Records supplied:
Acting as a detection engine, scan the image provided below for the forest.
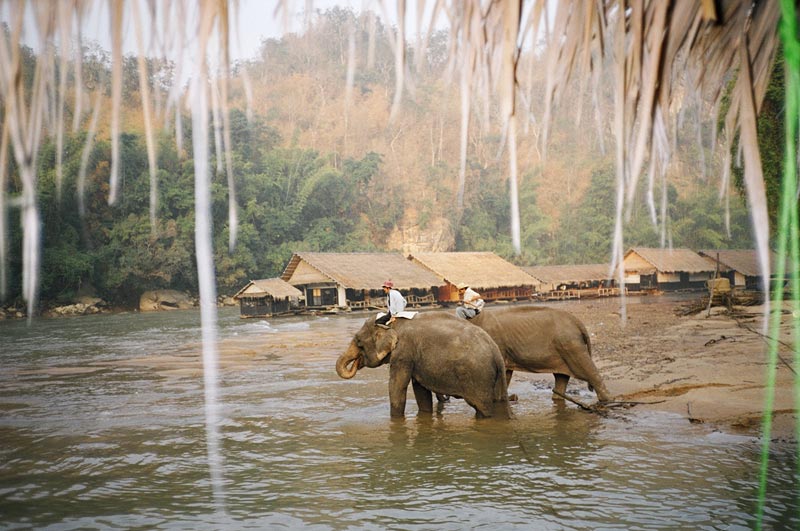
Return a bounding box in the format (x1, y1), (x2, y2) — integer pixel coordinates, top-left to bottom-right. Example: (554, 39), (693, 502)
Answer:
(0, 8), (764, 307)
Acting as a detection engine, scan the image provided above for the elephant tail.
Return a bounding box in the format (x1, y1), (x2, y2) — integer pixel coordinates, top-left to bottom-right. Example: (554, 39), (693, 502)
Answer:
(494, 365), (508, 402)
(573, 317), (594, 392)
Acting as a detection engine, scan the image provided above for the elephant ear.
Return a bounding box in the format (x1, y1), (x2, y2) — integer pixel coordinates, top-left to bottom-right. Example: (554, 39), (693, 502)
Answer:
(375, 328), (397, 361)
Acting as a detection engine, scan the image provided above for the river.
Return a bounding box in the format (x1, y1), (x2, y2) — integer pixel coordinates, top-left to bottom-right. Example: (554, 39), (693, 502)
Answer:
(0, 308), (800, 530)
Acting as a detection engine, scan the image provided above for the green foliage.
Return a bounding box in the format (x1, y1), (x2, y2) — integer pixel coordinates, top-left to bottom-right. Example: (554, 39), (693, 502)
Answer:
(720, 47), (786, 235)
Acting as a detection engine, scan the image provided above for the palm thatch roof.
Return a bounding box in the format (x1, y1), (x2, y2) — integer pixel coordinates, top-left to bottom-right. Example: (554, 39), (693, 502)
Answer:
(624, 247), (716, 273)
(408, 252), (541, 289)
(699, 249), (778, 277)
(522, 264), (614, 284)
(281, 252), (441, 290)
(233, 278), (303, 300)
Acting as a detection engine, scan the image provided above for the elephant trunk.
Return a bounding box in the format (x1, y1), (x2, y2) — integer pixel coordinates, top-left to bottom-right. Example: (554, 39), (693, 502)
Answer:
(336, 341), (364, 380)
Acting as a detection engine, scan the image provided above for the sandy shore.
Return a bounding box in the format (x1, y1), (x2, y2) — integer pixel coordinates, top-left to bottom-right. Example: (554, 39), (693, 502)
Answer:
(544, 294), (797, 440)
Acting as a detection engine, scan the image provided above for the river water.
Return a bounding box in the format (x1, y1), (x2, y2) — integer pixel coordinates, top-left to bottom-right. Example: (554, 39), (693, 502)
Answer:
(0, 308), (800, 530)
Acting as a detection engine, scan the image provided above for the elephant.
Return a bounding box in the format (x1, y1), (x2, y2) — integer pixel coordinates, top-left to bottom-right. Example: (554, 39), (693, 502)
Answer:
(468, 306), (611, 402)
(336, 312), (508, 417)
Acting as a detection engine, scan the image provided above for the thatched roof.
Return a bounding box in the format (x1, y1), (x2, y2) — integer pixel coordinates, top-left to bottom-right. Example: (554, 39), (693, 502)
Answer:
(409, 252), (541, 289)
(624, 247), (716, 273)
(699, 249), (778, 277)
(522, 264), (614, 284)
(233, 278), (303, 300)
(281, 252), (442, 290)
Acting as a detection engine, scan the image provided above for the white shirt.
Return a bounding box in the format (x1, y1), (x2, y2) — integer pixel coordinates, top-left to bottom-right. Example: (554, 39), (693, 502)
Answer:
(387, 289), (406, 316)
(464, 288), (484, 311)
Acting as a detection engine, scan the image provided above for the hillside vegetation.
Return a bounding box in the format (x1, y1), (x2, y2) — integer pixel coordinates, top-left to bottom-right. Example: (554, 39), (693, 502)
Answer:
(3, 9), (751, 305)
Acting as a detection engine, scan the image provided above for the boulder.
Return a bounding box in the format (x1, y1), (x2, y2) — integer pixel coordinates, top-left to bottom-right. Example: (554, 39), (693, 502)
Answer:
(139, 289), (194, 312)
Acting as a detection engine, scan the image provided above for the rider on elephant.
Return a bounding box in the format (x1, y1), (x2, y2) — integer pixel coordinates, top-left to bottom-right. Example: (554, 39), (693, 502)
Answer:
(375, 280), (406, 328)
(456, 283), (484, 319)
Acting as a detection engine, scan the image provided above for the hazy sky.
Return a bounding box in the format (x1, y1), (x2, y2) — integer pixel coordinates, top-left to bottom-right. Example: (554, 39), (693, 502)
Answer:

Prompt: Extract and reproduce verbatim the lines of the entries from the start through the line containing "(0, 8), (764, 307)", both ends included, omitting the picture.

Exercise response:
Acting as a detection engine, scan the image provided below for the forest.
Return a bounding box in the format (x1, y1), (x2, y2) — integer pixel coordinates, top-left to bottom-right. Example: (554, 39), (693, 502)
Answer:
(0, 8), (764, 307)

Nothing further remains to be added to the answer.